▶ _Extract provided_:
Start of Block

UNITED NATIONS — The U.N. Security Council held emergency closed consultations Thursday on the Taliban's latest crackdown on Afghan women as it considered a presidential statement that would express deep concern at the new ban by Afghanistan's rulers on women leaving home "without necessity" and wearing head-to-toe clothing when they do go out in public.

The Norwegian-drafted statement would also call for a reversal of policies that restrict the rights of women and girls.

Taliban hard-liners, who came to power last August, have turned back the clock in Afghanistan to their harsh rule from 1996 until December 2001 when they were ousted from power by U.S. forces following the 9/11 attacks in the United States, with girls and women still the main target.

In addition to Saturday's new order on leaving home and clothing, girls are now banned from going to school beyond the sixth grade, women are barred from most jobs and from boarding planes if they travel unaccompanied by a male relative, and men and women can only visit public parks on separate days.

Norway's deputy U.N. ambassador Trine Heimerback told reporters before the council meeting that the Taliban's policies are focusing on oppressing women and girls rather than addressing the country's "catastrophic economic and humanitarian situation," which she warned may lead "to violence and radicalization."

Ireland and Mexico, co-chairs of the Security Council Informal Expert Group on Women, Peace and Security, sent a letter to council members Thursday calling the latest Taliban decision appalling.

It confirms that Afghanistan's current rulers have "no intention of promoting, respecting or upholding the rights of women and girls, or of honoring the multiple commitments that they have made to Afghan women and to the international community in recent months," they said.

In addition, the co-chairs said the Taliban's decision "shows an utter disregard for the council's clear message that women must play a full, equal and meaningful role in all aspects of public and political life in Afghanistan."

Ireland's U.N. Ambassador Geraldine Byrne Nason told reporters women and girls "are now facing some of the harshest restrictions imaginable," and the international community and the Security Council have "a moral responsibility to act" and condemn Taliban policies that seek to exclude half of Afghanistan's population.

End of Block

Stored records
Start of Block

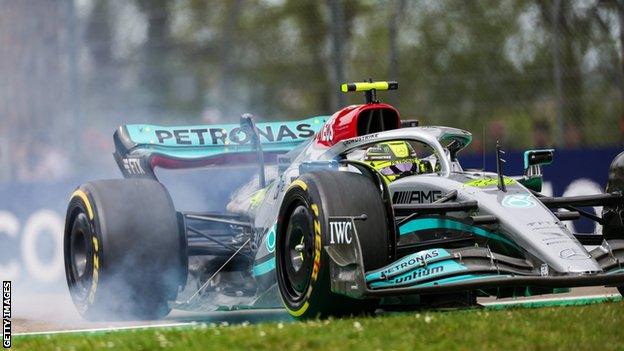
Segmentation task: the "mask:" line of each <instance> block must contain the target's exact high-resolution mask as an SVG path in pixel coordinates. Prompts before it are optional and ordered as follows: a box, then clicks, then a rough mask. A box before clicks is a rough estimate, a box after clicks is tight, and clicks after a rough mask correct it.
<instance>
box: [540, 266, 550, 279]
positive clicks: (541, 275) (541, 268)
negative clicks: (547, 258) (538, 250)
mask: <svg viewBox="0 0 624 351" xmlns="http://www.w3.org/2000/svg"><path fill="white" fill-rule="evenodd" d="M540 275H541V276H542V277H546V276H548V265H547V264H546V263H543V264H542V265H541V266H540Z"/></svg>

End of Block
Start of Block

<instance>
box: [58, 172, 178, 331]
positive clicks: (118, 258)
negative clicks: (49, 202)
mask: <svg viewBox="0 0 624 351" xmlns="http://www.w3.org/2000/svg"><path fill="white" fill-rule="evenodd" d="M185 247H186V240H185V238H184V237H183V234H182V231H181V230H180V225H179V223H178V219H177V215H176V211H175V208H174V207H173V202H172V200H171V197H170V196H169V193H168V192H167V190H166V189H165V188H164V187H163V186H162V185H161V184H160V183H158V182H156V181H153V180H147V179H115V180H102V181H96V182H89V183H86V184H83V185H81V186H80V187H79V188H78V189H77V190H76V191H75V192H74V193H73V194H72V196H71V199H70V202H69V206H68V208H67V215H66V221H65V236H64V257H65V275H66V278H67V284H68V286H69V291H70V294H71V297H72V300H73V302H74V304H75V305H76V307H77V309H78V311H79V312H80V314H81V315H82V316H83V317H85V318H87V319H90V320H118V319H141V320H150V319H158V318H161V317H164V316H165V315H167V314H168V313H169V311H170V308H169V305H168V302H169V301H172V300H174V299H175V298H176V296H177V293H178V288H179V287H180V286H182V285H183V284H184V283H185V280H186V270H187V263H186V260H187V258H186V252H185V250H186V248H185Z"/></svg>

End of Block
Start of Block

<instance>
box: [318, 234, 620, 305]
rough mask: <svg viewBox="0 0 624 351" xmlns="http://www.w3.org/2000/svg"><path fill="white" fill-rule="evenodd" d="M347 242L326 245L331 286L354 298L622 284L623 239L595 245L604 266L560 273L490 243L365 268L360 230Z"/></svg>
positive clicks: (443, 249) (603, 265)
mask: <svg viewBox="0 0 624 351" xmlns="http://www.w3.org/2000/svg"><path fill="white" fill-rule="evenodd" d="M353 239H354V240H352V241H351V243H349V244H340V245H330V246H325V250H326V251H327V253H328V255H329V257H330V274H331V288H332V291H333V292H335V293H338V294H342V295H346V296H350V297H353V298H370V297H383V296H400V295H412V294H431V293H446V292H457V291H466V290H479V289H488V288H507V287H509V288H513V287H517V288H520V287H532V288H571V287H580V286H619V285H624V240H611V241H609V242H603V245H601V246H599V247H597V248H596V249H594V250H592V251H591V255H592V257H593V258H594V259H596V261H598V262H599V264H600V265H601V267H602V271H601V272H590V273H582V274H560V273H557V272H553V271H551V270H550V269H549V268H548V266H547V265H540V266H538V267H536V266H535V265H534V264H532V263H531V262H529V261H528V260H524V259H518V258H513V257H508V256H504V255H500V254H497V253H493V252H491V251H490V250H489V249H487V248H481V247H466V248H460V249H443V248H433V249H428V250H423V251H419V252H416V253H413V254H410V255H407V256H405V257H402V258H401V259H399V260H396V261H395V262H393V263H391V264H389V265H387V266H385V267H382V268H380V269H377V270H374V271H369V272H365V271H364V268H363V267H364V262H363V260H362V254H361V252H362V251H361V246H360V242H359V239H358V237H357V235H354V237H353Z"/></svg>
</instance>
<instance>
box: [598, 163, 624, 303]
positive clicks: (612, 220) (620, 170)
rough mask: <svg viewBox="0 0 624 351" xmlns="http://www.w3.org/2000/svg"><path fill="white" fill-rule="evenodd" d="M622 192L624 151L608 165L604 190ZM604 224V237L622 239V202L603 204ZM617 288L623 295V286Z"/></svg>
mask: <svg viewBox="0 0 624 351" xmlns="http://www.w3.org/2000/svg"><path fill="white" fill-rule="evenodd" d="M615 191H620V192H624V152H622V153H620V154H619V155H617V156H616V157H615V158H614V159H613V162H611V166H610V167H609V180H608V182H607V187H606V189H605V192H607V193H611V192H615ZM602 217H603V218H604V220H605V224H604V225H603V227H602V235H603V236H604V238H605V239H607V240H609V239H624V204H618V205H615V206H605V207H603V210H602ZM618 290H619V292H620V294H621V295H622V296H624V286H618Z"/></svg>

End of Block

▶ _Work request A_: According to the news report above, which country drafted the proposed presidential statement?
▶ _Work request B_: Write out the part of the news report above starting at "Norway's deputy U.N." and ending at "Taliban decision appalling.".

▶ _Response area A_: Norway

▶ _Response area B_:
Norway's deputy U.N. ambassador Trine Heimerback told reporters before the council meeting that the Taliban's policies are focusing on oppressing women and girls rather than addressing the country's "catastrophic economic and humanitarian situation," which she warned may lead "to violence and radicalization."

Ireland and Mexico, co-chairs of the Security Council Informal Expert Group on Women, Peace and Security, sent a letter to council members Thursday calling the latest Taliban decision appalling.